▶ [Passage for review]
===============
A Certified Senior Advisor (CSA ®) is a specialist in aging and is committed to ethical behavior and knowledge required to benefit senior clients and their families. Becoming a CSA gives professionals who work with seniors an increased understanding and appreciation of the challenges that the majority of seniors in the United States face. By applying senior-specific knowledge to their own professional skills, CSAs can be of greater service and help to seniors by: Communicating better with seniors; Relating to seniors from a foundation of heightened awareness of seniors’ values, needs and specific issues; Demonstrating their understanding of the special ethical standards of working with seniors; and Guiding seniors to qualified resources when seniors’ needs are outside their area of functional expertise

Sarah Harwood has been a Certified Senior Advisor (CSA ®) for over three years. She chose to become certified as she felt it is important to learn as much as she could about all aspects of aging so she could better help her clients and their families. The CSA program is a rigorous education on all aspects of aging. It covers everything from Medicare, Medicaid, Veterans issues and benefits to Social Security, Estate Planning, Financial Planning and more. The course is designed for the professional to know a little about all aspects seniors are facing. Sarah is not an expert in financial planning, for example, but she understands enough to refer to the right professional who is an expert and who knows how best to work with seniors.
===============
▶ [Problems and tasks]
a - Using the passage on Certified Senior Advisors, answer each question:
(i) For how long has Sarah Harwood been a Certified Senior Advisor?
(ii) What do CSAs do when seniors' needs are outside their area of functional expertise?
(iii) Which field is given as an example of one in which Sarah is not an expert?
b - Extend the passage on Certified Senior Advisors, picking up after its final sentence.
The data that follows is separate material, unrelated to the passage on Certified Senior Advisors.

▶ [Data extract]
===============
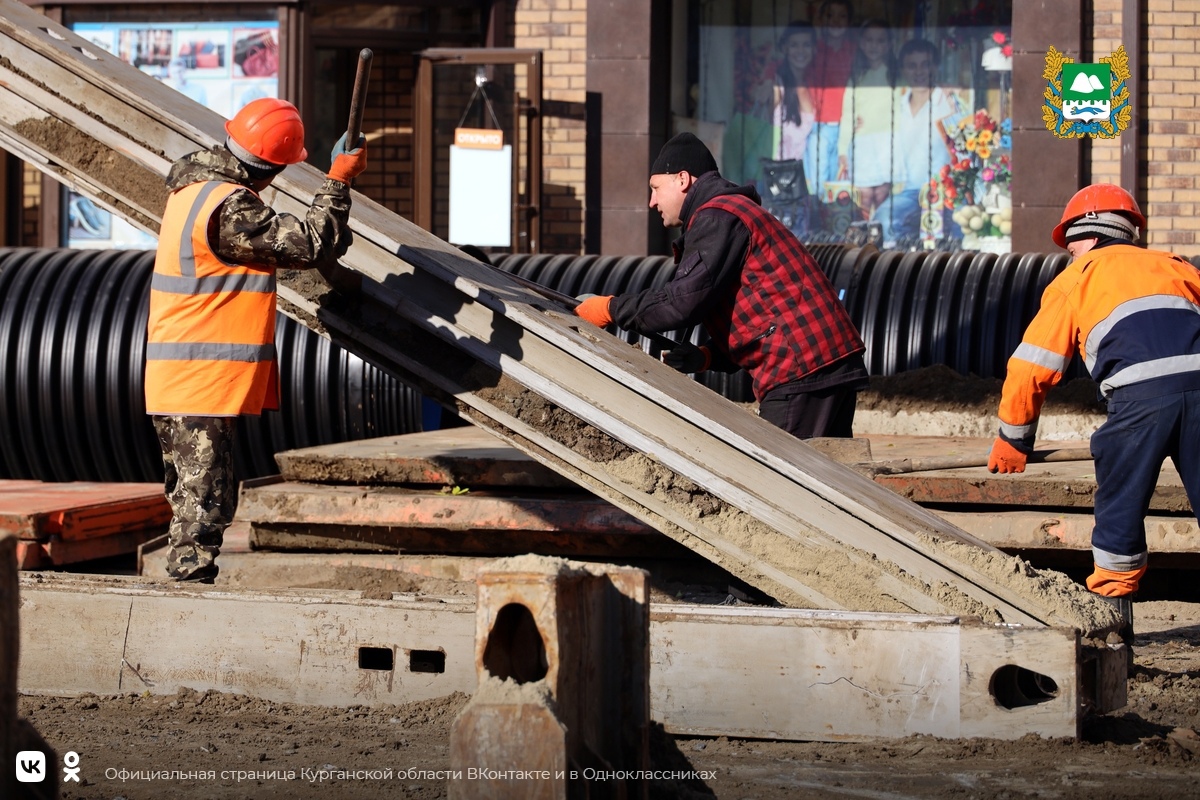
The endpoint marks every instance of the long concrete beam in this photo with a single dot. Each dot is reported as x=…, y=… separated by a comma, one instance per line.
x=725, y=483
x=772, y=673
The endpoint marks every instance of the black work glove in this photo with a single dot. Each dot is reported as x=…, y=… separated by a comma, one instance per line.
===============
▶ [Outputs by task]
a -
(i) Over three years.
(ii) They guide seniors to qualified resources.
(iii) Financial planning.

b -
Sarah also appreciates the ethical standards required by being a CSA. All CSAs must adhere to the CSA Code of ethics and their rules in their professional interactions. Maintaining her CSA certification requires her to recognize potential “ethical gray areas” and to consciously make the best possible ethical choice for the situation. A CSA agrees to refer seniors to qualified professionals who can help them, when the seniors’ needs are outside their areas of expertise.

Sarah has to be recertified as a CSA every two years. To be recertified Sarah must complete 20 Certified Education Units in approved topics relating to seniors and complete the ethics training. In addition, Sarah is required to have a background check every two years.

Sarah feels being a Certified Senior Adviser shows her commitment to doing what’s right for seniors. The ongoing educational and ethical requirements and network of CSA professionals makes her stand out as somebody has gone the extra step to help her clients.